Text excerpt:
----------------------------------------

And so in the last version of this bill, Republicans knew that, and so they included a version of the individual mandate in their bill. Now, it wasn't the same mandate but it was a mandate, nonetheless. The mandate under the Affordable Care Act says that if you don't buy insurance, you will pay a fee on your taxes. What the Republican bill said, the version of Trumpcare that came very close to getting a vote on this floor, it said that if you go without insurance, you'll pay a penalty when you try to get back on. The timing of the penalty was just different. Under the Affordable Care Act, you pay it when you lose insurance. Under the first version of Trumpcare, you would pay the penalty when you try to get back on insurance. It's a mandate, it's a penalty, it's just in a different place.
And Republicans did that because they knew that that was the only way to require states or give states the option to continue to require insurance companies to treat sick people the same as healthy people. Okay. So why am I talking about this?
Because in Graham-Cassidy, the individual mandate is totally gone - gone. Replaced with nothing. Thus, even though it says that states if they wanted to could preserve protections for people with preexisting conditions, states cannot do that because the federal government does not require healthy people to have insurance. And if you think that states are going to reimpose an individual mandate, A, there will be some real question as to whether they can do that, and, B, they won't. They won't because that issue has become, thanks to my Republican friends, so politically toxic around the country. And so you will be left with massive discriminatory treatment of people with preexisting conditions. And nowhere for them to go, because Medicaid is obliterated under this bill.

----------------------------------------

Exercise tasks:
1/ Please shorten the paragraph of the health care excerpt that begins "And so in the last version of this bill," keeping its main facts.
2/ Reproduce the part of the health care excerpt that opens with the words containing "And so in the" and closes with "a different place.".

Saved data entries

----------------------------------------

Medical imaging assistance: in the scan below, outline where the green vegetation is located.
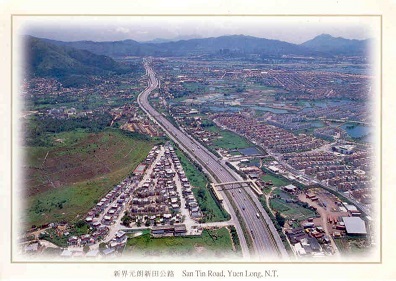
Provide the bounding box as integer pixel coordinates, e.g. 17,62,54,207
175,149,230,222
334,237,370,256
207,126,254,149
259,196,294,256
124,227,236,258
229,225,242,252
25,36,141,87
261,174,290,187
39,228,67,247
21,129,153,227
269,188,315,221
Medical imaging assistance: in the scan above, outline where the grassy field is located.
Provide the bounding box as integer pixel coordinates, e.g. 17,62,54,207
334,238,370,256
176,149,229,222
261,174,290,187
213,131,253,149
124,227,239,258
21,130,153,228
270,198,315,220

----------------------------------------

Outputs by task:
1/ Republicans put a form of the individual mandate into the last version of the bill. It was not the Affordable Care Act's mandate, but it was still a mandate. Under the Affordable Care Act, people who don't buy insurance pay a fee on their taxes when they lose coverage. Under the first version of Trumpcare, which came close to a floor vote, people who went without insurance would pay a penalty when they tried to get back on. Both are a mandate with a penalty, and only the timing differs.

2/
And so in the last version of this bill, Republicans knew that, and so they included a version of the individual mandate in their bill. Now, it wasn't the same mandate but it was a mandate, nonetheless. The mandate under the Affordable Care Act says that if you don't buy insurance, you will pay a fee on your taxes. What the Republican bill said, the version of Trumpcare that came very close to getting a vote on this floor, it said that if you go without insurance, you'll pay a penalty when you try to get back on. The timing of the penalty was just different. Under the Affordable Care Act, you pay it when you lose insurance. Under the first version of Trumpcare, you would pay the penalty when you try to get back on insurance. It's a mandate, it's a penalty, it's just in a different place.